> 자료 발췌:
########################################

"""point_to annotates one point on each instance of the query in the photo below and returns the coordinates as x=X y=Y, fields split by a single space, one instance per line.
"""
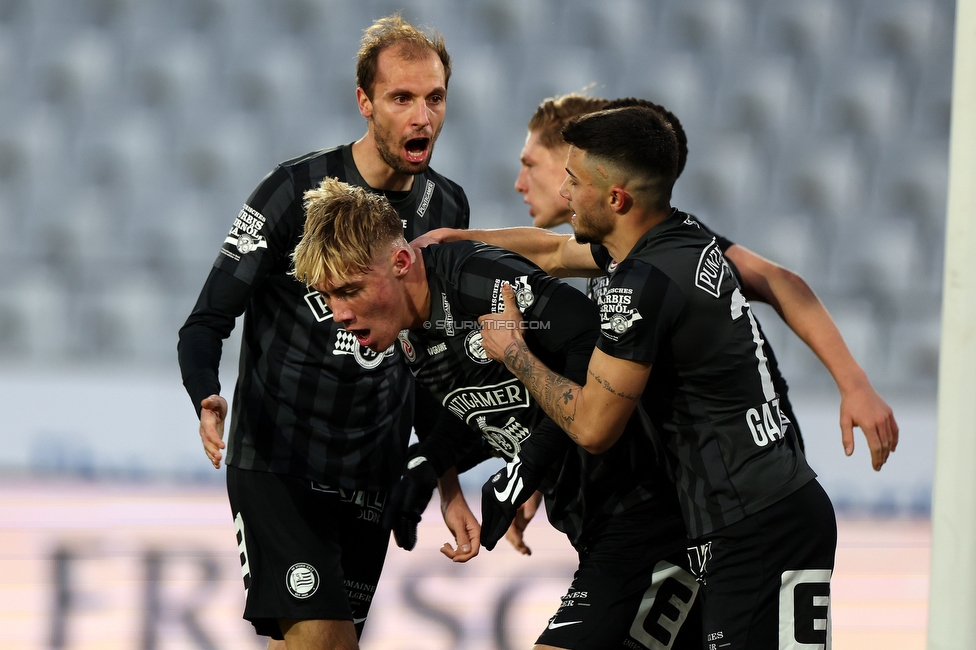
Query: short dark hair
x=636 y=139
x=392 y=31
x=679 y=131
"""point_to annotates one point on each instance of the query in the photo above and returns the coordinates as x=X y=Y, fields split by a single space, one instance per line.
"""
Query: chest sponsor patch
x=346 y=343
x=425 y=202
x=316 y=302
x=711 y=270
x=408 y=350
x=471 y=401
x=245 y=235
x=617 y=312
x=473 y=346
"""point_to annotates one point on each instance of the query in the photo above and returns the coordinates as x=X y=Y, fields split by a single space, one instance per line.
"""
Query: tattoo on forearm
x=610 y=389
x=555 y=393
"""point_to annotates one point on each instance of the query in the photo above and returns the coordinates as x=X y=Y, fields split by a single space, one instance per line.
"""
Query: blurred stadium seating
x=132 y=131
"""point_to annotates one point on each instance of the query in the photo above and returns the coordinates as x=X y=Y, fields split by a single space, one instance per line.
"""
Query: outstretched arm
x=799 y=307
x=459 y=519
x=556 y=254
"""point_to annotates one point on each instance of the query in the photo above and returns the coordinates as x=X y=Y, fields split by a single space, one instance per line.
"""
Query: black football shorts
x=632 y=590
x=766 y=578
x=308 y=551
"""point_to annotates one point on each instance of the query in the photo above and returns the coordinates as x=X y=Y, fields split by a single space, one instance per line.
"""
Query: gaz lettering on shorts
x=370 y=504
x=617 y=313
x=664 y=606
x=698 y=557
x=470 y=401
x=302 y=580
x=245 y=234
x=804 y=610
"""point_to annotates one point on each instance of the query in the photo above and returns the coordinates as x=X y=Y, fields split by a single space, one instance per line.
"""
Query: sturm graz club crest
x=346 y=343
x=302 y=580
x=473 y=346
x=507 y=439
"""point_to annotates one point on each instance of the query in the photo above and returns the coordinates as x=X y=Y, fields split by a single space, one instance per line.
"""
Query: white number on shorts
x=804 y=610
x=664 y=607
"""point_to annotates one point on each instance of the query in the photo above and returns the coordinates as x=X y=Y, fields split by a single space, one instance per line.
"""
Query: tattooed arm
x=594 y=414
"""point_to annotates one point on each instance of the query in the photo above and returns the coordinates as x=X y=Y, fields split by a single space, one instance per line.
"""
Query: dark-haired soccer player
x=678 y=337
x=543 y=169
x=632 y=589
x=321 y=422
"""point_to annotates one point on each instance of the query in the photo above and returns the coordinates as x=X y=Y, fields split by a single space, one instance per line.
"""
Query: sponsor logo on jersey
x=448 y=316
x=245 y=234
x=346 y=343
x=471 y=401
x=473 y=346
x=424 y=202
x=711 y=270
x=506 y=439
x=408 y=350
x=302 y=580
x=524 y=297
x=316 y=302
x=617 y=313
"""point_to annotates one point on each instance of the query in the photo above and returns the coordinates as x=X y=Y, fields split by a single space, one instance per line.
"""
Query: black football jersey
x=674 y=302
x=309 y=401
x=595 y=288
x=446 y=356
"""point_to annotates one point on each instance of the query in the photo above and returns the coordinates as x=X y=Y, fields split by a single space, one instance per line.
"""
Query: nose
x=341 y=314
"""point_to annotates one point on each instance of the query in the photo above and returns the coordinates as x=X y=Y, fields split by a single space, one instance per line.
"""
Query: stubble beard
x=389 y=151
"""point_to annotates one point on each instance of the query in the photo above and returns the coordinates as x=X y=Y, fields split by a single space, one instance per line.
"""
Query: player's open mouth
x=416 y=149
x=362 y=337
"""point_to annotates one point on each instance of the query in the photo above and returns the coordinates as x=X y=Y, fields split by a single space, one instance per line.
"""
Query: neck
x=630 y=228
x=418 y=292
x=374 y=170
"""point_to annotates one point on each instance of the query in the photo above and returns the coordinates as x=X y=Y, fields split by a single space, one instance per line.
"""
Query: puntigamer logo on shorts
x=302 y=580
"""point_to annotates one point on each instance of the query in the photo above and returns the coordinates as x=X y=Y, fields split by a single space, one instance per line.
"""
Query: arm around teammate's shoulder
x=798 y=305
x=556 y=254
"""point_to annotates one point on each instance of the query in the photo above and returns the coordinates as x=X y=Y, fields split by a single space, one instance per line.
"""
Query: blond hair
x=345 y=227
x=392 y=31
x=555 y=112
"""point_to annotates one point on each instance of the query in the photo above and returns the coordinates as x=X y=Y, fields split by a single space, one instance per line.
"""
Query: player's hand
x=408 y=501
x=498 y=331
x=463 y=525
x=861 y=406
x=435 y=236
x=516 y=532
x=501 y=497
x=213 y=412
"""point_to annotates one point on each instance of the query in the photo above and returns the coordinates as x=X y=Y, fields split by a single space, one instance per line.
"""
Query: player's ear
x=402 y=261
x=365 y=104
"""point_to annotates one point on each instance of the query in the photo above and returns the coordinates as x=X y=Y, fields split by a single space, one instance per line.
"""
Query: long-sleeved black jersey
x=582 y=490
x=309 y=401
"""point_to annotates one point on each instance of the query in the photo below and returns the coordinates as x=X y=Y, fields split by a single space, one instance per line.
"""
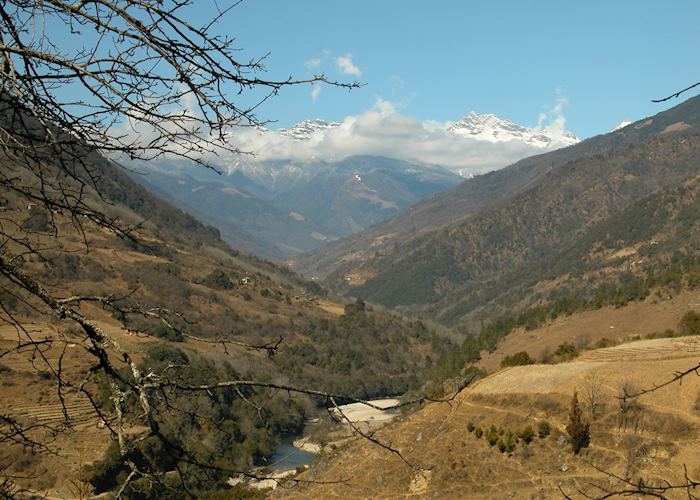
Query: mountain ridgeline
x=277 y=209
x=440 y=254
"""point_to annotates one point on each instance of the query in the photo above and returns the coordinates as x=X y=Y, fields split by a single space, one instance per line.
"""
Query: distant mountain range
x=490 y=128
x=277 y=209
x=486 y=236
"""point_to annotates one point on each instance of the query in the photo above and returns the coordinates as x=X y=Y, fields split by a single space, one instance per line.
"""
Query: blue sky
x=438 y=60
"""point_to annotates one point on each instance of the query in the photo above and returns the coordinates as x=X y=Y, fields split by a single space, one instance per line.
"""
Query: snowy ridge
x=492 y=129
x=304 y=130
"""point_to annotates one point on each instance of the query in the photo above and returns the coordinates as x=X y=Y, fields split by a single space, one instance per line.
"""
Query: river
x=288 y=457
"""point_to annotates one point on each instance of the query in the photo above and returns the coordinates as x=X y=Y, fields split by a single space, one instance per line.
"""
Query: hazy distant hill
x=278 y=209
x=477 y=193
x=495 y=224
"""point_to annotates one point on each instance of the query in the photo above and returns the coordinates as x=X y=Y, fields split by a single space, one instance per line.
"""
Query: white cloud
x=381 y=130
x=384 y=131
x=346 y=66
x=313 y=63
x=315 y=92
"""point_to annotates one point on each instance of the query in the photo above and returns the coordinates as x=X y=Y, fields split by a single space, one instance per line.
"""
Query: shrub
x=543 y=429
x=218 y=280
x=578 y=430
x=507 y=443
x=690 y=324
x=527 y=434
x=518 y=359
x=566 y=351
x=492 y=436
x=165 y=332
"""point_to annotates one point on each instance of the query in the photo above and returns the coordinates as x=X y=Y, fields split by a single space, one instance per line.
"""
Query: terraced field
x=656 y=440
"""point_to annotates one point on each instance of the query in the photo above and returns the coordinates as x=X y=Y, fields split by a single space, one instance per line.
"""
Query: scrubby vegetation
x=241 y=437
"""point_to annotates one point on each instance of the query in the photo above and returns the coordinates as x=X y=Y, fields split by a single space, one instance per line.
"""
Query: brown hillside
x=654 y=439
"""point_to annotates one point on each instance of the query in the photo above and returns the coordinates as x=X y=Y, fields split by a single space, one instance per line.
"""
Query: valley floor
x=654 y=438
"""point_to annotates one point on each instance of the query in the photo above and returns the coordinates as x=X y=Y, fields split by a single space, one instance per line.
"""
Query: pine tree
x=579 y=432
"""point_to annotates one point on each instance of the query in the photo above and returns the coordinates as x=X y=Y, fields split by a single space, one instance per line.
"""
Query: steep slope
x=208 y=294
x=479 y=445
x=536 y=223
x=347 y=257
x=276 y=209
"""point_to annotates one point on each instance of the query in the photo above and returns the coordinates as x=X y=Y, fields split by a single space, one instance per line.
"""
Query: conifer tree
x=578 y=430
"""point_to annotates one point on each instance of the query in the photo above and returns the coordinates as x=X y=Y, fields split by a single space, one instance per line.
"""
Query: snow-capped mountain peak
x=622 y=124
x=305 y=129
x=490 y=128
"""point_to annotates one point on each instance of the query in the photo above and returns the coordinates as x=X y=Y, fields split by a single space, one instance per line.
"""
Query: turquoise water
x=287 y=457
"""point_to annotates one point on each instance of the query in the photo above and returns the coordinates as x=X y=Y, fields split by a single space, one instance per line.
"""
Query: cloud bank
x=346 y=66
x=384 y=131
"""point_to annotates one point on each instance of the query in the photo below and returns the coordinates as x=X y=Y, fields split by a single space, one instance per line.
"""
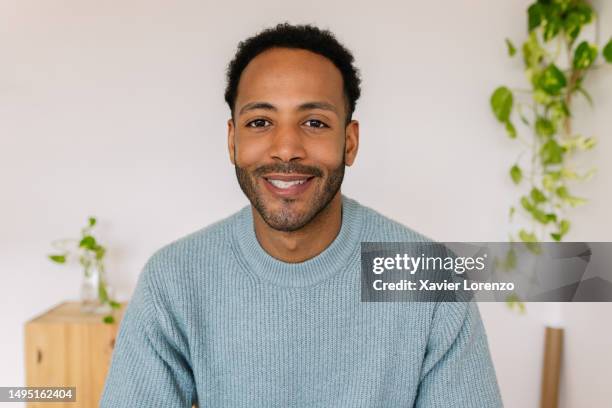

########################################

위 자료의 첫 줄부터 "x=679 y=131"가 들어 있는 줄까지(양 끝 줄 포함) 빈 줄과 그림은 빼고, 줄 번호는 "번호" 열에, 각 줄은 "줄" 열에 넣어 마크다운 표로 옮겨 주세요.

> 응답 내용:
| 번호 | 줄 |
|---|---|
| 1 | """point_to annotates one point on each instance of the query in the photo below and returns the coordinates as x=X y=Y, fields split by a single space, one instance per line. |
| 2 | """ |
| 3 | Query: short dark hair |
| 4 | x=636 y=139 |
| 5 | x=392 y=31 |
| 6 | x=679 y=131 |